__OBJECTIVE__
Rewrite the part of the material that opens with the line containing "handle, one point per instance in this photo." and runs through the end of the material. Swap every "point" for "coordinate" and keep everything else unchanged.

(Collected data)
"""

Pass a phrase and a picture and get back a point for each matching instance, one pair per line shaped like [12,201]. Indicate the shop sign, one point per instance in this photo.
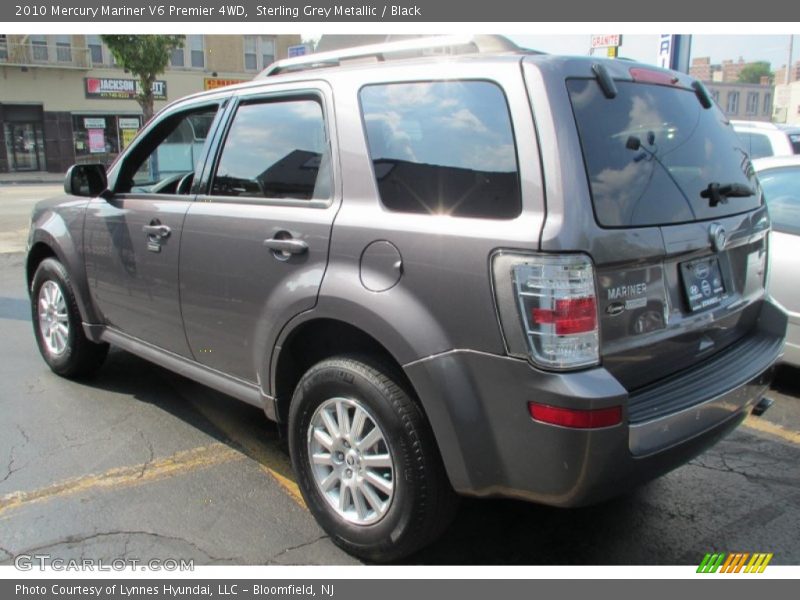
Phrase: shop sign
[212,83]
[94,123]
[128,123]
[97,140]
[120,89]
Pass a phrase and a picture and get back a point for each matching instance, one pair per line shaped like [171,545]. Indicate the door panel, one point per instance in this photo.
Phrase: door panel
[236,291]
[255,249]
[133,275]
[132,239]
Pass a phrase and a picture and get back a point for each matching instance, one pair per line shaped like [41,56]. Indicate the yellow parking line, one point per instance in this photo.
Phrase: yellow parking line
[179,463]
[759,424]
[271,459]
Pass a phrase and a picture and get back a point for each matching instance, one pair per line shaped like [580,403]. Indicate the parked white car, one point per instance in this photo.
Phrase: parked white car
[780,178]
[768,139]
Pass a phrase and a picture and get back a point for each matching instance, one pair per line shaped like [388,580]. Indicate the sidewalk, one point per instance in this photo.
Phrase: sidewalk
[31,177]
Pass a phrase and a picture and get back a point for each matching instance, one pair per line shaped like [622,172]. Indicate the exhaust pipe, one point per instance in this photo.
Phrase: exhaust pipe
[762,406]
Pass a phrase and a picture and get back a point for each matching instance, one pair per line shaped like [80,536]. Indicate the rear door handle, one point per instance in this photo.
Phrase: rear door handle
[287,246]
[159,231]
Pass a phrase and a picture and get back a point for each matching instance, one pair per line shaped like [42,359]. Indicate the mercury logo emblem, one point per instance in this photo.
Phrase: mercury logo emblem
[718,237]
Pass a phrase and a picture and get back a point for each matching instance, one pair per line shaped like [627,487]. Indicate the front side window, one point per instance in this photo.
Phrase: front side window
[443,148]
[276,149]
[782,194]
[169,153]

"""

__REPLY__
Pass a phrase and a picture and get back a coordinate for each matching instance, one pair per line shaped like [80,536]. Indicate the rear door handle, one coordinate per instance in this photo.
Phrase: rear door handle
[287,246]
[159,231]
Pass a phrase and a picture and get back a coordinate for each matching instance, one pair per line shaped like [42,359]. Indicate the mercury logo emblem, one coordinate per instance in this photo.
Phrase: mercury logo emblem
[718,237]
Pass a phrase and a picture and get back a coordinate for each matching instance, one pair per line shaped like [627,487]. Indicate the front side window, one coordinate per instance in this photo.
Phrase: front side window
[443,148]
[276,149]
[782,194]
[169,153]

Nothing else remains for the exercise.